#### WHAT YOU NEED TO DO:
Print every line of the listing exactly, please.

#### DATASET EXCERPTS:
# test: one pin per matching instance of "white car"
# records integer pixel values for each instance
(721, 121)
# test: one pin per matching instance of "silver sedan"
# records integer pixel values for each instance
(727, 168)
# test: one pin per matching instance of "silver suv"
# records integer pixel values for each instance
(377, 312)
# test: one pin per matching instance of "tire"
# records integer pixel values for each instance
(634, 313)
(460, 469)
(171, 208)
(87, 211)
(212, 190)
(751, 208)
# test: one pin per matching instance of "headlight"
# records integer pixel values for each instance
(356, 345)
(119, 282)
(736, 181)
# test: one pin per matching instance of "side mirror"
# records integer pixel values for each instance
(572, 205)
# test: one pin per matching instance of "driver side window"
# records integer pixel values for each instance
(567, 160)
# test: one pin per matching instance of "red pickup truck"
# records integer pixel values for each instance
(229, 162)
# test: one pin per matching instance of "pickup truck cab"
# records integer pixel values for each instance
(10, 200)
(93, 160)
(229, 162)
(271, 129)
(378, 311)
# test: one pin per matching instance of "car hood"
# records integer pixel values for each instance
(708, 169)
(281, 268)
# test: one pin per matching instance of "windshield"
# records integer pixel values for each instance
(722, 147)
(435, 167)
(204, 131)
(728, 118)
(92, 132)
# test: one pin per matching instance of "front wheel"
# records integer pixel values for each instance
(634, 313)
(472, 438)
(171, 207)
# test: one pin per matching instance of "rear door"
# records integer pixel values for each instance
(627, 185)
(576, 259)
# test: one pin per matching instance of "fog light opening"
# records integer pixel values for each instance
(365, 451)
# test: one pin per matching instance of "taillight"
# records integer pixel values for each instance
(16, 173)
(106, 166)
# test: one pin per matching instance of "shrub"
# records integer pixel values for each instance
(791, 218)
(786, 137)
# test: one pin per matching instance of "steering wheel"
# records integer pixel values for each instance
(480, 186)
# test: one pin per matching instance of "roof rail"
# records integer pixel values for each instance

#### WORKED SOLUTION:
# test: one pin per matching instance of "white car"
# records integer pixel values for each instance
(721, 121)
# test: one pin per matching instance of "silver sedan"
# records integer pixel values for each instance
(727, 168)
# test: one pin per matching instance of "silver suv"
# records integer pixel values for each instance
(377, 312)
# test: one pin per matching instance of "tire"
# records integer pixel values for each instance
(634, 313)
(460, 469)
(171, 208)
(87, 211)
(212, 190)
(751, 208)
# test: one pin per matching instance of "headlight"
# records integer pixel values for each instance
(356, 345)
(119, 282)
(736, 181)
# test: one pin per matching instance of "side mirror"
# records integer pixel values for each instance
(572, 205)
# test: one pin per matching instance of "driver side window"
# records integer pixel values for each instance
(567, 160)
# test: one pin per matching instance of "red pickup truck"
# records integer pixel values for each instance
(229, 162)
# test: one pin per matching instance of "pickup truck cab"
# records integer pixel values for each instance
(10, 200)
(93, 160)
(229, 162)
(271, 129)
(378, 311)
# test: one pin per matching instance of "car hood"
# records integer pixel values for each instance
(708, 169)
(281, 268)
# test: one pin per matching instance of "windshield"
# records integer pixel values for each instance
(722, 147)
(435, 167)
(204, 131)
(728, 118)
(92, 132)
# test: one pin per matching instance of "front wheel"
# records integer pixel values for each instance
(634, 313)
(472, 438)
(171, 207)
# test: one pin per matching instance of "rear door"
# records integer pixel values for each instance
(627, 185)
(576, 259)
# test: one pin per matching instance of "fog light opening"
# records integer pixel values for each instance
(365, 451)
# test: one pin per matching instance of "taillight"
# records integer pixel values for each instance
(16, 173)
(106, 166)
# test: one pin per matching instance of "shrub"
# records integer pixel values for each instance
(791, 218)
(786, 137)
# test: one pin per matching instance of "steering wheel"
# records integer pixel values for each instance
(480, 186)
# test: one pin per matching instance of "roof rail"
# records integer pixel values for each instance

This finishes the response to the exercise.